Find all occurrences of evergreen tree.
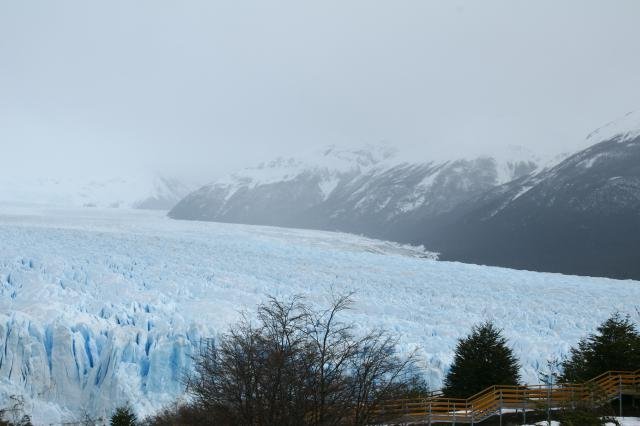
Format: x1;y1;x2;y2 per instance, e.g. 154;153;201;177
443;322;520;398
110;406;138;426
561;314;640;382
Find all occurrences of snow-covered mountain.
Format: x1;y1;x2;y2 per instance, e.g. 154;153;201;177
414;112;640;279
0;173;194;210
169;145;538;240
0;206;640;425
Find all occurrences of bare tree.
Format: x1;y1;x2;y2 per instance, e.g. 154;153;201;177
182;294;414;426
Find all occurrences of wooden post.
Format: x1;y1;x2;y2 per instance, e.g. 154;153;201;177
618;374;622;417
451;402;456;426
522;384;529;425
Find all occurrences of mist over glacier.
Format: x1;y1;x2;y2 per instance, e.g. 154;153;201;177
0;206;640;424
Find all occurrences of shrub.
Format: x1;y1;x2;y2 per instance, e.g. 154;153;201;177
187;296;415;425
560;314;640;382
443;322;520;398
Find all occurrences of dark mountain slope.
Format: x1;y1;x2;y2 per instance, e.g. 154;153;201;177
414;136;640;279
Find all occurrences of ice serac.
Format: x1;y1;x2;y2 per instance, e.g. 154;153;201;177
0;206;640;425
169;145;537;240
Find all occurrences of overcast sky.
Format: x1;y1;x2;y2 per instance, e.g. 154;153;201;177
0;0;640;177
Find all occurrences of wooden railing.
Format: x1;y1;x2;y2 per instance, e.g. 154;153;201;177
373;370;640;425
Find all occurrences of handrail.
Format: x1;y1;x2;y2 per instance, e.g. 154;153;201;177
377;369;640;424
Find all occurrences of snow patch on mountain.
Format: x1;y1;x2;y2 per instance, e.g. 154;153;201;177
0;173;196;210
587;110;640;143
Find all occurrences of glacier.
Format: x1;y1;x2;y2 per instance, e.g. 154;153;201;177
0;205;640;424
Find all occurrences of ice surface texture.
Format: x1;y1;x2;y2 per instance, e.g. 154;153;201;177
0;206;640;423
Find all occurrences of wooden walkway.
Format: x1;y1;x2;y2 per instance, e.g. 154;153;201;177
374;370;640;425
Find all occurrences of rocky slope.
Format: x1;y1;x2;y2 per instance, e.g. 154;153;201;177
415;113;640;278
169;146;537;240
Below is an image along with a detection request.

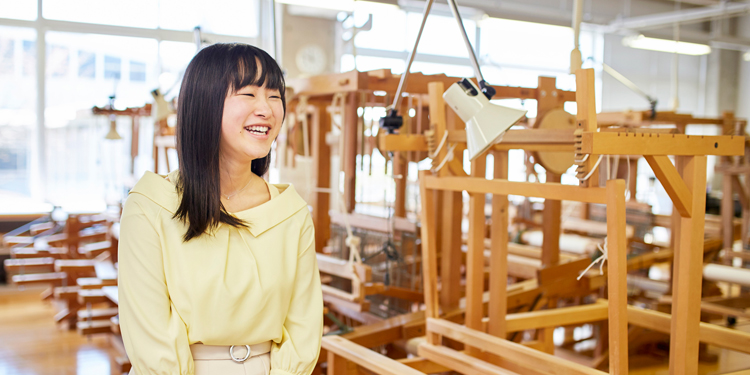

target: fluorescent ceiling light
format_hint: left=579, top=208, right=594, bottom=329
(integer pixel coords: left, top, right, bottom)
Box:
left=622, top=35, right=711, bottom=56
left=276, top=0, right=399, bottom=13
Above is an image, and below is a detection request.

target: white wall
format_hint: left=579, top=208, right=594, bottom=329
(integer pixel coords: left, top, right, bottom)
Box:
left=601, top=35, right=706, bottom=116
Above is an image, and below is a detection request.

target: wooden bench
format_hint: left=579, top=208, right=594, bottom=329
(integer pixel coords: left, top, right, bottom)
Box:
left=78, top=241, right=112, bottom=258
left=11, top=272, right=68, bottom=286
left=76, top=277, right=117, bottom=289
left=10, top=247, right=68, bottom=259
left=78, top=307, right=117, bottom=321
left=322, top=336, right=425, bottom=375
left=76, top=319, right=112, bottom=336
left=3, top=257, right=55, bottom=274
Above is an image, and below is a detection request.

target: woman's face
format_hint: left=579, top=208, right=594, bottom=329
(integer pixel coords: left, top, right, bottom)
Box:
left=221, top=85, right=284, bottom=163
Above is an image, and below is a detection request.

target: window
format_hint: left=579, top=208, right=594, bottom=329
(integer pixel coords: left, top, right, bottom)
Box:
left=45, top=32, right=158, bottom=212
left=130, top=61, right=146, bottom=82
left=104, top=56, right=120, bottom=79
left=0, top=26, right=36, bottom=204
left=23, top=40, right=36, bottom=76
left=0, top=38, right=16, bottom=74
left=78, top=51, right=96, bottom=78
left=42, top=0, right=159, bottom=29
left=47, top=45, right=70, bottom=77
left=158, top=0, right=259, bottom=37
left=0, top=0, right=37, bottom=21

** Problem details **
Rewrite the records, starting at the line that has "Below is an" and stopping after the line that has "left=601, top=35, right=706, bottom=116". Give only these lines, requests included, with every box coordinate in the answers multiplied by 1.5 and rounded to a whole number (halves round up), leaving the requests and their format hints unchanged and the pictures out.

** Solution to the exercise **
Below is an image along with a detection request.


target: fluorescent ceiling light
format_hint: left=579, top=208, right=594, bottom=329
(integer pixel coords: left, top, right, bottom)
Box:
left=933, top=53, right=1067, bottom=84
left=414, top=0, right=599, bottom=20
Above is an image, and below is a detection request.

target: white wall
format_hint: left=579, top=208, right=594, bottom=329
(integer pixel coords: left, top, right, bottom)
Box:
left=902, top=53, right=1059, bottom=174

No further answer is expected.